::: SELECTED EXCERPT :::
The professional football team of the city is the Maracanã Esporte Clube. In 2013, the team won the second division of the Campeonato Cearense, and competed in the top division of the championship, but was demoted. He was also runner-up in the second division of the Ceará State Championship in 2007.

The city also has a professional futsal team, also called Maracanã Esporte Clube, which was the champion of the Ceará State Futsal Championship in 2012.

The Almir Dutra Municipal Stadium, located in the center of the city, is being built in the city and will have the capacity for 18,000 people and more than 600 parking spaces for vehicles.

== Subdivision ==

The city has 3 districts: Maracanaú (main), Pajuçara and Pitaguary besides Distrito Industrial. In total, the city has 36 neighborhoods.
::: RECORDED INFORMATION :::
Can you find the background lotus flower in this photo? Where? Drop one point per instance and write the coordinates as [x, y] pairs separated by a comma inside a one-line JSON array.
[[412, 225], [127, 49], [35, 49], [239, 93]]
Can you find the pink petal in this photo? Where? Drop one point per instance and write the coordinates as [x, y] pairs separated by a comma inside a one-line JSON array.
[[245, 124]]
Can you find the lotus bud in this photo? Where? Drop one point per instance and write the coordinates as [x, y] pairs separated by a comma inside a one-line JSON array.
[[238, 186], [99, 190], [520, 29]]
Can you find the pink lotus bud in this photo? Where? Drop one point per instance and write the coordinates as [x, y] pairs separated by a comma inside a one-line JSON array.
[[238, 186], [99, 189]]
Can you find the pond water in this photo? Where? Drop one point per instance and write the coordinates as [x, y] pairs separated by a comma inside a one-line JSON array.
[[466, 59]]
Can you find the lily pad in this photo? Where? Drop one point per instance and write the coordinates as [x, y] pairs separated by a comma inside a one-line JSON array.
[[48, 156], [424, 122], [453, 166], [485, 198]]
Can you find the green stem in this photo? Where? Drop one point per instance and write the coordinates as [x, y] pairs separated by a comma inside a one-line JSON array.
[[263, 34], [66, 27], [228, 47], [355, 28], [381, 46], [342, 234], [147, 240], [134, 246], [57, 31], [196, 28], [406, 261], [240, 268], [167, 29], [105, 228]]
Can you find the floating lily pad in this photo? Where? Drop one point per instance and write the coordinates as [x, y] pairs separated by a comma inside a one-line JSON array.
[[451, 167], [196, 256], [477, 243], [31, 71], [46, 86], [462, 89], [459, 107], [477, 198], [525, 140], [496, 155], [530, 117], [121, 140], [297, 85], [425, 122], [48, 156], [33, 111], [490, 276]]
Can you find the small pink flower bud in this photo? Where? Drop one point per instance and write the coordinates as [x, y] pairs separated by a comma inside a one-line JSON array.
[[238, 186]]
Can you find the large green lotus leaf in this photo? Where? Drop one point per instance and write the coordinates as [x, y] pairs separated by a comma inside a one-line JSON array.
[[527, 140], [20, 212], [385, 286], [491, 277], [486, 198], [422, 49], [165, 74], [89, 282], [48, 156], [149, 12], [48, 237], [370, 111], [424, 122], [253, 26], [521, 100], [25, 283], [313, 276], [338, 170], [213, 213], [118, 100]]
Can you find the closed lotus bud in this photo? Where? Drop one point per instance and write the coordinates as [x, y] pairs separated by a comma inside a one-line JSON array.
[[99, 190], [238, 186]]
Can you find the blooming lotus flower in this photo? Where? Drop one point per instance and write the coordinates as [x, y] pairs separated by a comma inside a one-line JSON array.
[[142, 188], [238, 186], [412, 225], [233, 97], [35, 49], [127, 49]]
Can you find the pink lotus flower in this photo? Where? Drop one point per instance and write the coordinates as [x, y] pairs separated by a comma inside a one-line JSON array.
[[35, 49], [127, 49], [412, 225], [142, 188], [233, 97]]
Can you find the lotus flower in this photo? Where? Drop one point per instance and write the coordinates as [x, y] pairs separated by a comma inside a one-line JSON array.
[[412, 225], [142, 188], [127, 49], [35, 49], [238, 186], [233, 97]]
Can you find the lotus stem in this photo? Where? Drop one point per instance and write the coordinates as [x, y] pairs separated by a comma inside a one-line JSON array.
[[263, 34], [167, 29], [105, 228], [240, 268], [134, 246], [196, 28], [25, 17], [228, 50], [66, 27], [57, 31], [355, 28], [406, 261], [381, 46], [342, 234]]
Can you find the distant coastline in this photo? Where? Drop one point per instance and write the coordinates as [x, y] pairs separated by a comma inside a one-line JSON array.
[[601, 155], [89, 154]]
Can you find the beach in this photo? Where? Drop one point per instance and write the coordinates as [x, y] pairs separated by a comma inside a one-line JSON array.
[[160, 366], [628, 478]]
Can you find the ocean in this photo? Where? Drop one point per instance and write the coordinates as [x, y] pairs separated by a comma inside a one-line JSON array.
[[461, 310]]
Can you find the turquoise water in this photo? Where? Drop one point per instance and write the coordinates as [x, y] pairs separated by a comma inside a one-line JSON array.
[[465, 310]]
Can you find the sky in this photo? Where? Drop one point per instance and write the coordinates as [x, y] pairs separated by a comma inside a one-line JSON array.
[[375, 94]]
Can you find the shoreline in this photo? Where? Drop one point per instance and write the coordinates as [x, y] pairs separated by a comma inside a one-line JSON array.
:::
# [WORK TO COMPLETE]
1/ From the passage on the city's sports and subdivisions, list the three districts named in the Subdivision section.
2/ Answer these questions about the passage on the city's sports and subdivisions:
(a) Which championship did the city's futsal team win in 2012?
(b) What seating capacity is planned for the Almir Dutra Municipal Stadium?
(c) How many neighborhoods does the city have in total?
3/ Continue the passage on the city's sports and subdivisions from its final sentence.

# [RESULTS FOR EACH TASK]
1/ Maracanaú, Pajuçara, Pitaguary

2/
(a) The Ceará State Futsal Championship.
(b) 18,000 people.
(c) 36.

3/
- Acaracuzinho
- Alto Alegre I
- Alto Alegre II
- Alto da Mangueira
- Antônio Justa
- Boa Esperança
- Boa Vista
- Cágado
- Coqueiral
- Colônia Antônio Justa
- Centro
- Cidade Nova
- Distrito Industrial I
- Furna da Onça
- Horto
- Industrial
- Jaçanaú
- Jardim Bandeirantes
- Jari
- Jenipapeiro
- Jereissati I
- Luzardo Viana
- Mucunã
- Novo Maracanaú
- Novo Oriente
- Olho D’Água
- Pajuçara
- Pajuçara Park
- Pau-Serrado
- Parque Tijuca
- Parque Santa Maria
- Piratininga
- Santo Antônio
- Santo Sátiro
- Siqueira
- Timbó

== Health ==

The health indexes of the Maracanaú population are better than the Brazilian average. According to data from 2007, the infant mortality rate up to one year old was 1.05%, against a Brazilian average of 1.67%. The city of Maracanaú has 1.9 physicians linked to SUS for every thousand inhabitants. Rate of children accompanied by the Health Agents Program (2014): From 0 to 11 months with vaccine on the day: 92.34% / From 12 to 23 months with vaccine on the day: 91.83%.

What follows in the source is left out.